Problem set
A. From the forum thread, list each type 1 diabetes symptom that zoeynewman says she had before her diagnosis.
B. Reproduce the forum thread word for word, from "Went to the doctors" up to and including "a few days.".

# 10 days late could I be pregnant



## zoeynewman (May 29, 2012)

Hi I have been recently diagnosed with type 1 diabetes on the 6th may this year.
My period is 10 days late which is very odd for me.
I took two very cheap pregnancy tests and both came back negative, could I still be pregnant.
Went to the doctors yesterday and to be frank she was useless.
I think it might be all of the changes my body is going through but im still not sure I don't see why it would effect my periods :/
The doctors basically said could be the changes, but to test again in a few days.
Rather than a period I have had a lot of CM I usually feel really ill before my period and get bad cramps but I havent had any of my normal period symptoms.
Just wondering if anyone else has had this problem and if so what happened.
Would so appreciate the advice.
Many thanks Zoe.


----------



## Northerner (May 29, 2012)

Hi Zoey, welcome to the forum  How were you diagnosed i.e. what led up to the diagnosis - did you have many symptoms? Had you lost weight at all? Although I'm a bloke and there's no chance of me being pregnant, I do remember that when I was diagnosed I was in a bit of a mess physically, and this can be particularly true if you are Type 1 as symptoms tend to appear more rapidly and intensely, and cause greater short-term effects on you. I would imagine that this is why your doctor is suggesting you wait a little longer so that the situation with you is a little clearer. Were you trying/hoping to become pregnant?


----------



## zoeynewman (May 29, 2012)

Thanks.
It started of having a blood test at the doctors, as I did have lots of symptoms of type 1, loosing a stone and a half in two months, eating and drinking more peeing more eg.
And because it was before the bank holiday weekend my results wernt going to be in till the Tuesday, but the next day my mum gets a phone call saying I need to go to the hospital because they was 32.1 or something.
So I went to the hospital and they refused to give me another blood test with out the form, so on the Sunday I went to a&e and ended up having to stay there for five days and four nights :/ while being closely monitored.
If i was pregnant I wouldn't mind either way if you get me.
Just want some answers, and the doctors wont give them to me.


----------



## Northerner (May 29, 2012)

Raw data
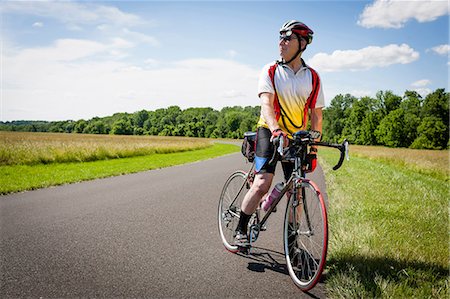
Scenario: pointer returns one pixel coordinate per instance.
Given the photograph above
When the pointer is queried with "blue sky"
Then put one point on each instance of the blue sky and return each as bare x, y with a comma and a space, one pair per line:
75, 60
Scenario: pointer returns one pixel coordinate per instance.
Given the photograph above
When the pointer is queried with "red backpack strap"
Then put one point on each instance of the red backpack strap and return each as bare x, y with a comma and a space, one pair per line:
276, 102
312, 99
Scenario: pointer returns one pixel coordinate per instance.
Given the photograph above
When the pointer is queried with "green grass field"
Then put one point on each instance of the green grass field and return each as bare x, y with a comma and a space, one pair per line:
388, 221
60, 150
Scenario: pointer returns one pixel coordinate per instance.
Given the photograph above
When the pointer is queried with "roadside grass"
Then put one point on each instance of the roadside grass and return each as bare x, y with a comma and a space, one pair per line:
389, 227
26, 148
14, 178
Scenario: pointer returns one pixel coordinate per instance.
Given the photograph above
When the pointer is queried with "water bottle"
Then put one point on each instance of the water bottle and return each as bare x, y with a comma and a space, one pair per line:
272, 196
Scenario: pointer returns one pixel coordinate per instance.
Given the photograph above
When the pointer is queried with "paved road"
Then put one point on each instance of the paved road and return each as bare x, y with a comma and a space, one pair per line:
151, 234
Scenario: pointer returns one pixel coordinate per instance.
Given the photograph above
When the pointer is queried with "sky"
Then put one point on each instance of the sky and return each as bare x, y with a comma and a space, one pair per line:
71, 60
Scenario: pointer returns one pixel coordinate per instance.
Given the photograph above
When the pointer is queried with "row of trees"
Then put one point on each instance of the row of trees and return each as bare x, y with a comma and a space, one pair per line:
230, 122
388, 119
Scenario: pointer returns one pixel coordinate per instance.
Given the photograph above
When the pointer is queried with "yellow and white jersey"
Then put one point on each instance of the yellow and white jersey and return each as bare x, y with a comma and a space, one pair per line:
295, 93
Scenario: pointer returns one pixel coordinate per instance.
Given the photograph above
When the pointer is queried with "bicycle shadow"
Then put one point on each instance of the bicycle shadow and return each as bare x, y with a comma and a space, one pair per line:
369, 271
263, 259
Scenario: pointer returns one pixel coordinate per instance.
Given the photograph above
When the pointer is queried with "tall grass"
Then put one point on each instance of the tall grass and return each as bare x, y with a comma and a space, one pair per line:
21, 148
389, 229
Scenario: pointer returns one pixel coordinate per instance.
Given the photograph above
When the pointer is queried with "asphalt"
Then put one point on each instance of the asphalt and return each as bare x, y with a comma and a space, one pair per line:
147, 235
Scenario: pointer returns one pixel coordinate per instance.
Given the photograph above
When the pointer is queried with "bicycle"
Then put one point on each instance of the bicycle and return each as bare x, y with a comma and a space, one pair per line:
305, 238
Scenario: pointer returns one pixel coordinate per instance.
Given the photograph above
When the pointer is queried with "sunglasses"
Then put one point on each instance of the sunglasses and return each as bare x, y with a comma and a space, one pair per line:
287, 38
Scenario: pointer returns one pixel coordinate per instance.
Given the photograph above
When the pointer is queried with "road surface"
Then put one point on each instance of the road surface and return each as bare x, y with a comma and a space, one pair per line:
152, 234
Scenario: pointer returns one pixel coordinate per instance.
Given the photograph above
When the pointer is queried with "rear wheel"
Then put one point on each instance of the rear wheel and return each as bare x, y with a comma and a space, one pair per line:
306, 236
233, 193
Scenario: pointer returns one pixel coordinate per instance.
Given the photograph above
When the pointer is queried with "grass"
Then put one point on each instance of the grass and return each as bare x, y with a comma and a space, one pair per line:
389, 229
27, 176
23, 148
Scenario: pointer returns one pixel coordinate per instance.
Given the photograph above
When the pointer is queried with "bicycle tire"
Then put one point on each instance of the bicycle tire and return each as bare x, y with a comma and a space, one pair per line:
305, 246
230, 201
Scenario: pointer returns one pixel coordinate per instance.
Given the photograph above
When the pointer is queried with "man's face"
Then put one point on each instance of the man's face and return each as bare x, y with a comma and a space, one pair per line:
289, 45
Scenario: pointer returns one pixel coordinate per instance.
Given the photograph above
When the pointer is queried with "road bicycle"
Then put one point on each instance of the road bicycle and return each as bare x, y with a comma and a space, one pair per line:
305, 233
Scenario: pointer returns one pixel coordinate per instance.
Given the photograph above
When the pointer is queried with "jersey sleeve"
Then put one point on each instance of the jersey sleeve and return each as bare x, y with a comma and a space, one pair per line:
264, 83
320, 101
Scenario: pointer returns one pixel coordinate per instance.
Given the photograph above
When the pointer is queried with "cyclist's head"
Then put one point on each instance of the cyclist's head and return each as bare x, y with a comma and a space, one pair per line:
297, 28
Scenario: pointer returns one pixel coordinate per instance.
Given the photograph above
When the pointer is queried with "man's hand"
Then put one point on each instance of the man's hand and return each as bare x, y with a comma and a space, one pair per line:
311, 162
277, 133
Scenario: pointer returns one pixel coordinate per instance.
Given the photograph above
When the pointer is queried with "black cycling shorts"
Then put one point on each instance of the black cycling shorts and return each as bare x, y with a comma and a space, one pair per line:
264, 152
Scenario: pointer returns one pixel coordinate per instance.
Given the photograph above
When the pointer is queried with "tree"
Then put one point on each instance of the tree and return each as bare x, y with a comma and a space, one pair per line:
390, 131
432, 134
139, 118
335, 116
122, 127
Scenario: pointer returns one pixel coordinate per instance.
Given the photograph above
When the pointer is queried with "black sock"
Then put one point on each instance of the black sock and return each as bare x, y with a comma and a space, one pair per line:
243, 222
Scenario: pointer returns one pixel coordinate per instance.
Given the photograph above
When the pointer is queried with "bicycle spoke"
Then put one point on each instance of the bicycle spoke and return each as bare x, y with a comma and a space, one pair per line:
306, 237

Task responses
A.
- losing a stone and a half in two months
- eating more
- drinking more
- peeing more

B.
Went to the doctors yesterday and to be frank she was useless.
I think it might be all of the changes my body is going through but im still not sure I don't see why it would effect my periods :/
The doctors basically said could be the changes, but to test again in a few days.